Dataset entries
——

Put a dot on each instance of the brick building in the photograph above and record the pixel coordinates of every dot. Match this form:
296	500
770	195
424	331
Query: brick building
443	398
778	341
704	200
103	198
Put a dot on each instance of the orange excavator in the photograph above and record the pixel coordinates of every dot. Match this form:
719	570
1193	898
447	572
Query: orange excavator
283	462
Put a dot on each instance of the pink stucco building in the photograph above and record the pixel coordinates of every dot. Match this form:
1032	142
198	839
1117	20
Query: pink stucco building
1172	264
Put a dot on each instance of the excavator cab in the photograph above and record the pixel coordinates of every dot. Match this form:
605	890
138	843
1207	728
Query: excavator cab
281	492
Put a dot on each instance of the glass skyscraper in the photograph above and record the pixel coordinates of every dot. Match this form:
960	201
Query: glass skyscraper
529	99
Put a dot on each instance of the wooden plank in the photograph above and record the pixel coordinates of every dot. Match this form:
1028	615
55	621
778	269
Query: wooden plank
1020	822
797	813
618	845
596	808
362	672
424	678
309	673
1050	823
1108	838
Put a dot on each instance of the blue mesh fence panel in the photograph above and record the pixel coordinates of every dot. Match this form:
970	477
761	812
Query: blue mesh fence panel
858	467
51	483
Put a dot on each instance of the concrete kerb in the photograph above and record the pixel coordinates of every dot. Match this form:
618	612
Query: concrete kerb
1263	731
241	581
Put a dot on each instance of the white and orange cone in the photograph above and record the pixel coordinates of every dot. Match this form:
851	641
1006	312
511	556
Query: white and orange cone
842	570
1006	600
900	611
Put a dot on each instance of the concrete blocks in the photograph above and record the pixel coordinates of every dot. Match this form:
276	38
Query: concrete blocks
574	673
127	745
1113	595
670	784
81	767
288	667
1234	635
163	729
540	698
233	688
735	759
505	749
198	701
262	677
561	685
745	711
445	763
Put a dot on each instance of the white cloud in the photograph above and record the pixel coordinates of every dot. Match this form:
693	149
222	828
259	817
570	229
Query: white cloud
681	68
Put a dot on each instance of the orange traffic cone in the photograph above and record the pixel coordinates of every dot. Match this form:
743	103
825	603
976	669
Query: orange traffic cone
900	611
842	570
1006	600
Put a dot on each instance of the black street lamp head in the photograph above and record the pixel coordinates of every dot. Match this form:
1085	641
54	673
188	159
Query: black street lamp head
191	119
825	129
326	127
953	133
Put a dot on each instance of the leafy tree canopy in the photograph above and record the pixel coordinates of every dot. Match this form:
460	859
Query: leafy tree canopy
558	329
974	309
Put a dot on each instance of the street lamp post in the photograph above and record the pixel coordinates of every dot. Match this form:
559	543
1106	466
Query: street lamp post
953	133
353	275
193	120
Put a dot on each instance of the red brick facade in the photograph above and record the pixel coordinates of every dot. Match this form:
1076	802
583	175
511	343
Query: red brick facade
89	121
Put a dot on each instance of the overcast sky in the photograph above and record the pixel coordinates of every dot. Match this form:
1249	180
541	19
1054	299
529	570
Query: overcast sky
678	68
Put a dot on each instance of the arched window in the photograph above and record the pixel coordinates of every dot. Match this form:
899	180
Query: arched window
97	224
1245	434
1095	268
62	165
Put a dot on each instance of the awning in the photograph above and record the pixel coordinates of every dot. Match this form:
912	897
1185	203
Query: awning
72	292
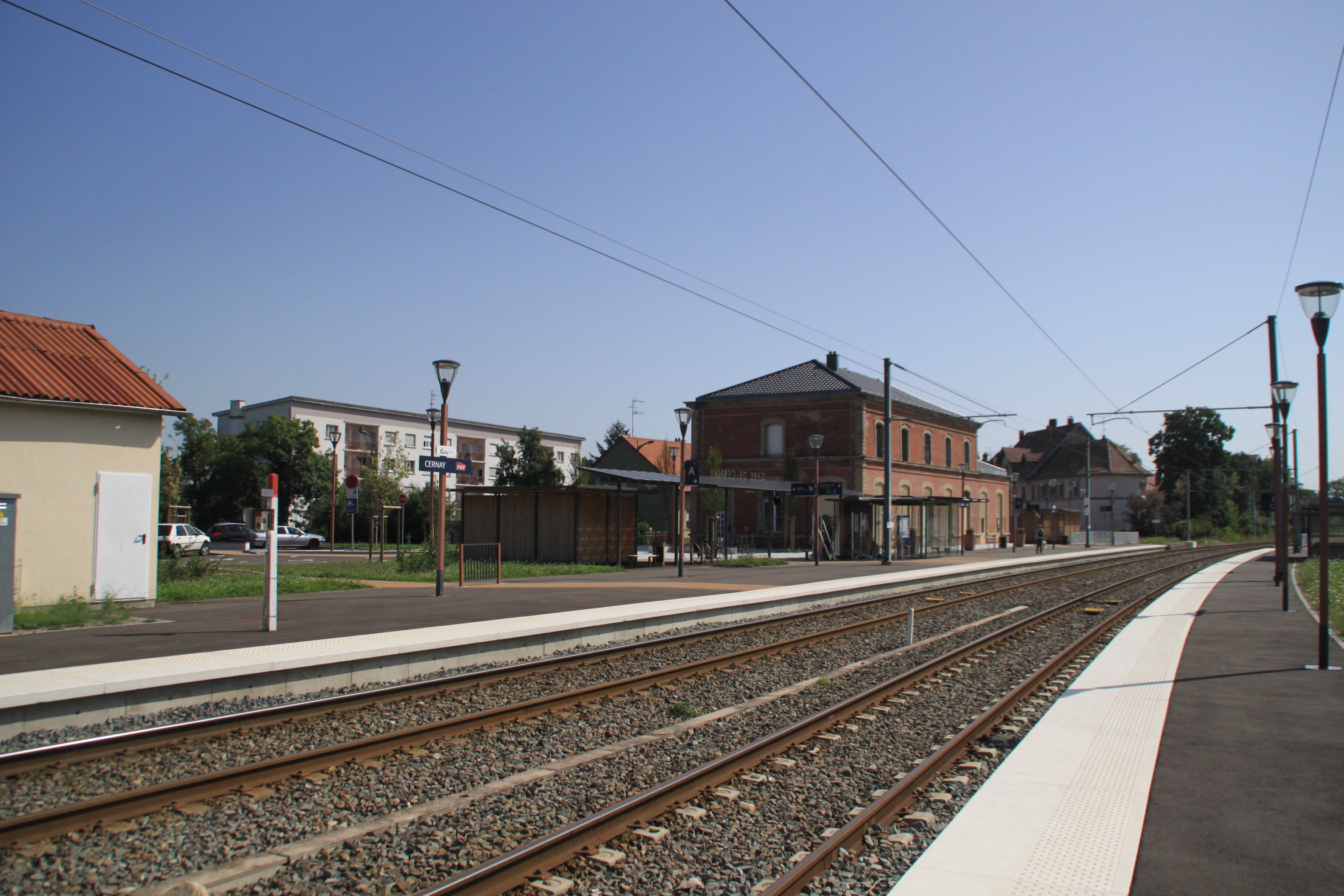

——

■ Work item ■
All of the entries must be reproduced exactly, apart from the pictures, which are to be dropped.

■ Solved exercise ■
Put a dot on each instance of the brick building in the photograph above and record the pixel coordinates of every dot. Match this form:
296	500
770	195
424	331
Query: brick building
443	398
778	341
704	200
103	198
Put a dot on each instance of the orange excavator in the photograph above and record the pixel coordinates of every dot. Match this form:
719	570
1193	898
447	572
Query: orange excavator
283	462
Put a dot on each instance of the pink stucco building in the photograph above and record the pixel coordinates of every dot. Match this form:
1032	142
198	839
1117	20
Query: pink stucco building
1172	264
Put a dot on each instance of the excavator cab in the photograph above and record the pixel coordinates of every dot. Match this form:
605	890
138	843
1207	728
Query: excavator cab
281	492
Put a dot on each instance of the glass skyscraper in the photograph above and record the pixel coordinates of every dot. Match this form:
960	201
Query: glass skyscraper
529	99
Put a dot on each instance of the wooden plank in the photograph above and record the pixel coordinates of every dot. Match this form:
1028	615
55	621
778	269
Query: wooden plank
1020	822
797	813
618	845
596	808
362	672
424	678
309	673
1050	823
1108	838
Put a dot on each instance of the blue mesh fence panel in the photograph above and record the pixel coordinates of every dot. Match this form:
970	477
761	812
Query: blue mesh fence panel
858	467
51	483
Put a dot on each instance of the concrete kerb in the photograph above and record the pixel coordinates of every dot. Match this form:
618	612
Query: concrete kerb
1263	731
241	581
Put a dot on each instance of the white and orange cone in the photograph above and record the pixel coordinates of every dot. Match this form:
851	641
1006	312
511	556
Query: white and orange cone
842	570
1006	600
900	611
Put a dot on each instance of the concrete blocks in the photograph above and record the pixel coordinates of every dot. Match this form:
276	38
Query: concrete blocks
574	673
127	745
1113	595
670	784
81	767
288	667
1234	635
163	729
540	698
233	688
735	759
505	749
198	701
262	677
561	685
745	711
445	763
Put a dot on each instance of the white cloud in the photograph above and record the pixel coordinates of every dot. Match this form:
693	149
222	828
259	817
570	229
Query: white cloud
681	68
Put a dot on each instance of the orange traffic cone in the photograph above and record the pixel coordinates of every dot. Match this form:
743	103
825	603
976	669
Query: orange traffic cone
900	611
842	570
1006	600
Put a dot on each instance of the black street lamp head in the photograph above and record the pixel coordinates of every dot. Match this form:
1085	641
54	673
188	159
Query: black street lamp head
191	119
825	129
326	127
953	133
Put a dot on each instance of the leafy tree canopy in the photograph above and record the pixel coordinates of every dot. Match this form:
460	859
Query: leafy tree canopy
558	329
974	309
Put a dot on each instance of the street lamp post in the photograph above and record the pixel coordinates of every dot. Match this form:
559	543
1106	466
Query: street lamp post
953	133
353	275
193	120
Put a dot on each instance of the red brick facade in the photograph above and record the pixel coordinates of every dot. Match this form:
1076	802
583	175
511	343
Query: red brick facade
89	121
Put a dot on each instance of the overcast sky in the photograph above and record the pixel coordinates of every dot. Match this form:
1249	180
541	19
1054	299
529	570
Query: overcast sky
678	68
Put a dot on each instance of the arched window in the photograph above and record the pixel coordinates of every dot. Match this form:
899	180
Query: arched window
97	224
1245	434
1095	268
62	165
Put a dot on each instance of the awning in the photograph above and record the pixel coordinates of every dot. Match this form:
912	897
1185	203
Query: awning
72	292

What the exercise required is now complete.